■ **What to work on**:
Quote every entry word for word.

[Entries from a pointing dataset]
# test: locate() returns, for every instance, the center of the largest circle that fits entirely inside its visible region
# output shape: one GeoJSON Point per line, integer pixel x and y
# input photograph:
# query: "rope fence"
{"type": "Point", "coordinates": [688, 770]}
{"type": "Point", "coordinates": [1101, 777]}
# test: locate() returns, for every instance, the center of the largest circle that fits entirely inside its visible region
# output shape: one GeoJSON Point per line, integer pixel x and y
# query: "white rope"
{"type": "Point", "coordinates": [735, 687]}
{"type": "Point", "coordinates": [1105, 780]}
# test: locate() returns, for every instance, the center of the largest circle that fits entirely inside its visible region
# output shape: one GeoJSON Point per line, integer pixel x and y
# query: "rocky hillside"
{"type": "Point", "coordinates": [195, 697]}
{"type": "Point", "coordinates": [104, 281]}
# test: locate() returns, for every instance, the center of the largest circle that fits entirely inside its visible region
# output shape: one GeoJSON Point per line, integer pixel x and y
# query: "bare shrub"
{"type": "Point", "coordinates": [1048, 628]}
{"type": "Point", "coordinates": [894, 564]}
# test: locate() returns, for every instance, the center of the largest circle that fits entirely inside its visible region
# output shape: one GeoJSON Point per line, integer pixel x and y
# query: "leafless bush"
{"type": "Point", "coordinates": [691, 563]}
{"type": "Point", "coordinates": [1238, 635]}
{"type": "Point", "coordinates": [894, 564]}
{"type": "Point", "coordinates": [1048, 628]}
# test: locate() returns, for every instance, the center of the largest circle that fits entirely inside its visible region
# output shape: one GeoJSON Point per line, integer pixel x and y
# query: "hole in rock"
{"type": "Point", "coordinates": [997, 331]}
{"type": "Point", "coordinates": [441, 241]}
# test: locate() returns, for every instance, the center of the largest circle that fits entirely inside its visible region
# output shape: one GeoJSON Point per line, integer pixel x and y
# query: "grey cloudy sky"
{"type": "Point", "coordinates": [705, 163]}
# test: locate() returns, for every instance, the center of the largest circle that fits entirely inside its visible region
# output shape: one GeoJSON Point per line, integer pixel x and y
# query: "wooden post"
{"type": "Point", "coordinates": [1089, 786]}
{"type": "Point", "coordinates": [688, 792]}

■ **Finished task**:
# test: locate() returns, for every instance, the center of the largest circle that fits entirely inside its visible region
# output shape: one GeoJSON Point per line, integer pixel x and y
# input photograph:
# query: "rope fence"
{"type": "Point", "coordinates": [688, 770]}
{"type": "Point", "coordinates": [1101, 777]}
# test: locate() returns, for every instance, the center of the largest circle that fits entirely inside its visible region
# output shape: one GeoJSON Point per line, integer pixel x and y
# query: "white rope"
{"type": "Point", "coordinates": [735, 687]}
{"type": "Point", "coordinates": [1105, 780]}
# test: locate() returns, for every instance, the center of the largest circle that fits entirely inside its visible region
# output shape: one GeoJSON Point per line, integer pixel x and y
# query: "rocky hillside"
{"type": "Point", "coordinates": [195, 697]}
{"type": "Point", "coordinates": [104, 281]}
# test: locate() returns, for every instance, the center of the largest circle that fits entirely inside its visible region
# output shape: one GeoJSON Point per line, integer pixel x and y
# query: "bare shrub"
{"type": "Point", "coordinates": [1048, 628]}
{"type": "Point", "coordinates": [894, 564]}
# test: locate() returns, for every instance, the center of the largest circle that fits entirely inside its visible region
# output shape: one GeoJSON Point per line, integer pixel x and y
# query: "leafless bush"
{"type": "Point", "coordinates": [691, 563]}
{"type": "Point", "coordinates": [1238, 635]}
{"type": "Point", "coordinates": [894, 564]}
{"type": "Point", "coordinates": [1048, 628]}
# test: locate() returns, for every instance, the center of the largest circle that fits entirely inside its visible region
# output shape: one GeoJSON Point per line, integer pixel x and y
# query: "hole in rock"
{"type": "Point", "coordinates": [997, 331]}
{"type": "Point", "coordinates": [441, 241]}
# test: locate() returns, for every instance, the center of the largest circle that fits entirely inside its visible region
# output shape: one GeoJSON Point per line, integer pixel x and y
# query: "grey cloudy sky"
{"type": "Point", "coordinates": [705, 163]}
# test: locate() returns, for every instance, the center of the largest circle that fits entirely inside its visible region
# output shape: one GeoJSON Point per line, integer pixel x and y
# query: "wooden post"
{"type": "Point", "coordinates": [1089, 786]}
{"type": "Point", "coordinates": [688, 792]}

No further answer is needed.